» To be done
1. In the text about Greene, with whom did he stay during his August 1954 holiday in Haiti?
2. Filter the records down to every line that contains the word "instance", and copy each of those lines.

Such affairs were inevitable since he was only allowed to see Catherine rarely. But Catherine, after almost eight years, was still his first love: ‘I don’t even want a substitute for you – anyone would be such a dreary second best.’11
In August 1954 Greene went on holiday to Haiti. While there he stayed with Peter Brook (the theatre and film director) and Truman Capote. Greene found Capote ‘rather endearing and very funny’.12 He had an ‘odd psychic quality about him’:
I like Truman Capote very much … He is telling my fortune, and it gives one the creeps because one half believes … Between September 1956 and February 1957 I marry a girl 20 years younger who is either Canadian, American, New Zealand or Australian. I am very much in love and she is 5 months gone with a daughter who proves herself a genius by the time she is 18 … My whole life changes. We have a house abroad by the sea where we are very happy and about the same time I finish (or start) my best book. When I am in the seventies (I remain sexually active till the end!) we spend the summer in the mountains and the winters in the desert. We are very happy, but before we marry I go (in about 2 years’ time) through a great crisis with myself. There it is – watch out. I’m oddly depressed by it. I want to be with you till death.13
*
In the past Greene’s happiest times had been with Catherine in Rome and Capri, but in the mid 1950s he often went there alone, so that there were others to talk about in his letters to Catherine:
Rome: 19 March [1954]
Did I tell you I’m lunching with the nice Robert Graves’ daughter and Diana today?

» Given data
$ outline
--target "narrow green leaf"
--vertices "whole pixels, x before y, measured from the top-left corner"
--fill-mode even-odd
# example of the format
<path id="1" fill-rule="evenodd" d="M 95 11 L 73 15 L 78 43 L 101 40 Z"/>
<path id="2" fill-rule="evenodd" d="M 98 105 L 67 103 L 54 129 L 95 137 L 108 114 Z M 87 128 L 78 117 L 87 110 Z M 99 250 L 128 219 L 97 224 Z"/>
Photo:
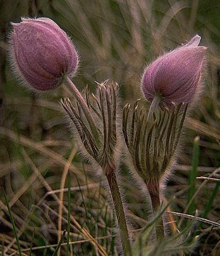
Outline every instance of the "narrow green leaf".
<path id="1" fill-rule="evenodd" d="M 34 232 L 35 232 L 35 229 L 33 229 L 33 233 L 32 234 L 31 243 L 31 247 L 30 247 L 30 248 L 29 256 L 31 256 L 31 254 L 32 254 L 32 247 L 33 246 L 33 240 L 34 240 Z"/>
<path id="2" fill-rule="evenodd" d="M 12 224 L 13 230 L 13 232 L 14 232 L 14 235 L 15 238 L 16 239 L 17 245 L 17 247 L 18 247 L 18 249 L 19 249 L 19 255 L 21 256 L 22 254 L 21 254 L 21 246 L 20 245 L 19 239 L 19 237 L 17 236 L 17 231 L 16 231 L 16 226 L 15 225 L 14 219 L 13 219 L 13 216 L 12 216 L 12 211 L 10 210 L 10 205 L 9 205 L 9 202 L 8 201 L 7 196 L 6 196 L 6 193 L 5 192 L 4 189 L 3 188 L 2 188 L 2 190 L 3 190 L 3 194 L 4 194 L 5 203 L 6 204 L 6 206 L 7 206 L 7 208 L 8 208 L 8 210 L 9 211 L 9 218 L 10 218 L 10 221 L 11 221 Z"/>
<path id="3" fill-rule="evenodd" d="M 69 170 L 68 171 L 68 223 L 67 223 L 67 251 L 66 256 L 69 254 L 69 232 L 70 232 L 70 215 L 71 210 L 71 190 Z"/>
<path id="4" fill-rule="evenodd" d="M 203 218 L 204 219 L 206 218 L 207 215 L 208 215 L 208 212 L 210 212 L 210 210 L 211 209 L 211 207 L 212 205 L 213 201 L 215 200 L 215 197 L 217 197 L 218 194 L 218 192 L 219 190 L 220 186 L 220 182 L 217 182 L 215 185 L 215 187 L 214 189 L 214 190 L 212 191 L 212 193 L 208 201 L 207 204 L 206 204 L 206 208 L 204 210 L 203 214 Z M 198 226 L 198 229 L 200 229 L 203 226 L 203 222 L 200 222 L 199 223 L 199 225 Z"/>
<path id="5" fill-rule="evenodd" d="M 55 251 L 54 251 L 52 256 L 55 256 L 57 255 L 57 253 L 58 250 L 60 249 L 60 247 L 61 246 L 62 242 L 63 242 L 63 240 L 64 239 L 65 235 L 65 230 L 64 230 L 63 232 L 61 238 L 60 239 L 60 240 L 58 244 L 57 244 L 57 246 Z"/>
<path id="6" fill-rule="evenodd" d="M 192 169 L 189 172 L 189 178 L 188 178 L 188 203 L 190 201 L 191 197 L 193 196 L 196 192 L 196 177 L 197 176 L 197 168 L 199 164 L 199 137 L 196 136 L 194 140 L 194 146 L 193 146 L 193 155 L 192 159 Z M 193 214 L 195 213 L 196 208 L 195 205 L 195 202 L 193 201 L 189 205 L 188 213 L 189 214 Z"/>

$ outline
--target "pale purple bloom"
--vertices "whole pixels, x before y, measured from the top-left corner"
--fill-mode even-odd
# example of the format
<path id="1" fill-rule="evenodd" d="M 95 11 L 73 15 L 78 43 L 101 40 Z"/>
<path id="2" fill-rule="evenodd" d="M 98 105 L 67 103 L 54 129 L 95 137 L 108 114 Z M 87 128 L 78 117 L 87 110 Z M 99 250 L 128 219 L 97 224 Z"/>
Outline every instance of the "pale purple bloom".
<path id="1" fill-rule="evenodd" d="M 142 89 L 146 99 L 155 96 L 169 107 L 193 100 L 200 84 L 206 47 L 199 46 L 200 37 L 157 59 L 144 71 Z M 160 104 L 161 106 L 161 104 Z"/>
<path id="2" fill-rule="evenodd" d="M 12 25 L 12 62 L 25 84 L 45 91 L 59 86 L 64 75 L 72 77 L 78 63 L 76 51 L 53 20 L 22 19 Z"/>

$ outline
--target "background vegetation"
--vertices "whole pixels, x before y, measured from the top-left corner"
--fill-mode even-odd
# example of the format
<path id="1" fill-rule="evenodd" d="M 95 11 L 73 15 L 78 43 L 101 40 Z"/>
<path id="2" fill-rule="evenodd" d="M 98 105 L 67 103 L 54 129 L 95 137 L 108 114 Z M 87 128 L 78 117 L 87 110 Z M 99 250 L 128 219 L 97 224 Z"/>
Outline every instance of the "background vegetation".
<path id="1" fill-rule="evenodd" d="M 0 186 L 5 189 L 17 227 L 23 255 L 29 255 L 31 241 L 32 255 L 54 253 L 68 223 L 66 208 L 62 210 L 62 206 L 68 205 L 68 169 L 72 190 L 71 255 L 98 255 L 100 245 L 108 255 L 117 252 L 114 217 L 101 182 L 76 153 L 74 139 L 60 111 L 60 99 L 67 95 L 64 88 L 47 93 L 31 92 L 19 85 L 10 71 L 7 62 L 10 22 L 19 22 L 21 16 L 54 20 L 72 38 L 80 54 L 75 84 L 80 89 L 87 84 L 94 91 L 96 81 L 116 81 L 123 104 L 140 96 L 140 77 L 146 63 L 195 34 L 201 35 L 201 44 L 208 47 L 204 93 L 186 120 L 184 150 L 165 194 L 167 200 L 176 196 L 170 211 L 189 213 L 186 205 L 197 191 L 194 200 L 197 214 L 219 222 L 219 1 L 0 0 Z M 196 167 L 198 160 L 199 167 L 192 171 L 197 135 L 200 138 L 200 152 L 194 163 Z M 195 175 L 207 176 L 214 171 L 215 180 L 196 179 Z M 121 179 L 135 237 L 148 219 L 147 199 L 127 178 L 124 167 Z M 195 212 L 193 209 L 189 213 Z M 174 232 L 182 221 L 175 214 L 169 216 Z M 192 236 L 201 235 L 200 242 L 188 255 L 220 255 L 219 228 L 207 223 L 196 226 Z M 18 255 L 2 190 L 0 248 L 0 255 Z M 58 254 L 65 255 L 65 250 L 66 246 L 61 246 Z"/>

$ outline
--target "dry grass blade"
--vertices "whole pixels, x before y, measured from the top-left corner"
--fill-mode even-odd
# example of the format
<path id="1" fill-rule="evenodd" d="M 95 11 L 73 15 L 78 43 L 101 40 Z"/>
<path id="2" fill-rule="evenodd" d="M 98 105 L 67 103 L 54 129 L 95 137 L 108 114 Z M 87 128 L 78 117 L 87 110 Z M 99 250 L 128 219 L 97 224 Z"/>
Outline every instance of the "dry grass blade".
<path id="1" fill-rule="evenodd" d="M 58 230 L 60 231 L 57 233 L 57 240 L 60 241 L 61 239 L 61 230 L 62 229 L 62 215 L 63 215 L 63 199 L 64 199 L 64 189 L 65 186 L 65 182 L 67 178 L 68 171 L 69 170 L 69 166 L 72 163 L 72 161 L 76 153 L 76 150 L 74 147 L 69 154 L 69 158 L 67 161 L 64 171 L 62 174 L 61 180 L 60 182 L 60 204 L 58 209 Z M 57 256 L 60 255 L 60 250 L 57 251 Z"/>
<path id="2" fill-rule="evenodd" d="M 217 227 L 220 227 L 220 223 L 215 222 L 215 221 L 210 221 L 210 219 L 204 219 L 204 218 L 197 217 L 196 216 L 191 215 L 190 214 L 185 214 L 181 212 L 176 212 L 175 211 L 167 211 L 167 212 L 174 214 L 174 215 L 179 216 L 182 218 L 186 218 L 188 219 L 195 219 L 195 221 L 201 221 L 208 224 L 212 225 Z"/>
<path id="3" fill-rule="evenodd" d="M 27 152 L 25 151 L 24 149 L 23 150 L 23 153 L 24 155 L 24 157 L 25 158 L 25 160 L 27 161 L 27 163 L 30 165 L 30 166 L 31 167 L 31 168 L 33 170 L 34 172 L 36 172 L 36 173 L 39 174 L 39 178 L 41 180 L 41 181 L 43 183 L 43 184 L 45 186 L 45 188 L 48 191 L 52 191 L 52 189 L 50 187 L 50 186 L 47 183 L 47 182 L 46 181 L 46 180 L 43 178 L 42 176 L 41 172 L 39 171 L 39 170 L 37 168 L 36 165 L 34 164 L 34 163 L 32 162 L 31 159 L 29 157 L 28 155 L 27 154 Z M 52 196 L 54 198 L 54 199 L 57 201 L 58 204 L 61 204 L 61 202 L 60 202 L 59 198 L 56 196 L 55 194 L 52 194 Z M 65 207 L 63 207 L 63 209 L 65 211 L 65 213 L 68 213 L 68 210 Z M 108 254 L 107 254 L 105 249 L 103 248 L 102 246 L 101 246 L 97 241 L 93 237 L 93 236 L 90 234 L 90 233 L 85 229 L 84 228 L 82 228 L 80 225 L 79 223 L 79 222 L 76 221 L 76 219 L 71 215 L 71 221 L 73 222 L 74 225 L 76 226 L 77 229 L 79 230 L 79 231 L 82 233 L 85 237 L 86 239 L 88 239 L 90 241 L 90 242 L 96 247 L 97 248 L 98 251 L 99 251 L 100 254 L 102 256 L 108 256 Z"/>

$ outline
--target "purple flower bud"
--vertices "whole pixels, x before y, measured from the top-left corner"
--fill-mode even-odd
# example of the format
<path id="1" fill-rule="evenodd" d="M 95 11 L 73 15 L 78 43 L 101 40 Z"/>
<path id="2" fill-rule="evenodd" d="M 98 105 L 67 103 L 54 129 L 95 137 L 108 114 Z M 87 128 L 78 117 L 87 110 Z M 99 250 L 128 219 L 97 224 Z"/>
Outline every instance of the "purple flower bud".
<path id="1" fill-rule="evenodd" d="M 59 86 L 64 75 L 73 76 L 78 63 L 76 51 L 53 20 L 22 19 L 12 25 L 12 63 L 25 84 L 46 91 Z"/>
<path id="2" fill-rule="evenodd" d="M 146 99 L 155 97 L 161 104 L 193 101 L 201 80 L 206 47 L 199 46 L 201 37 L 194 37 L 188 44 L 157 59 L 144 71 L 142 89 Z"/>

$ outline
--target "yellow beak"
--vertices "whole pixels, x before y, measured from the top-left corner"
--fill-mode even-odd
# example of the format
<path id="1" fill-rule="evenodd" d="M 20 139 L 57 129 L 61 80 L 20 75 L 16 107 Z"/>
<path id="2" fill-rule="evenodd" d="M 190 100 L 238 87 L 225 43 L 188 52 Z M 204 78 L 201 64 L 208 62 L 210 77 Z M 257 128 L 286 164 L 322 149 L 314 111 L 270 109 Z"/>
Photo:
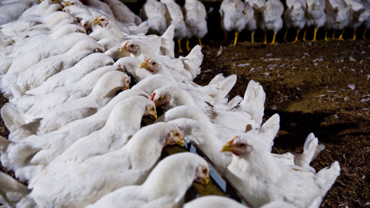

» Task answers
1. He stayed with Peter Brook and Truman Capote.

2.
Outline every instance of the "narrow green leaf".
Outline every instance of the "pale purple bloom".
Outline every instance of the "background vegetation".
Outline every instance of the "dry grass blade".
Outline every instance of the "purple flower bud".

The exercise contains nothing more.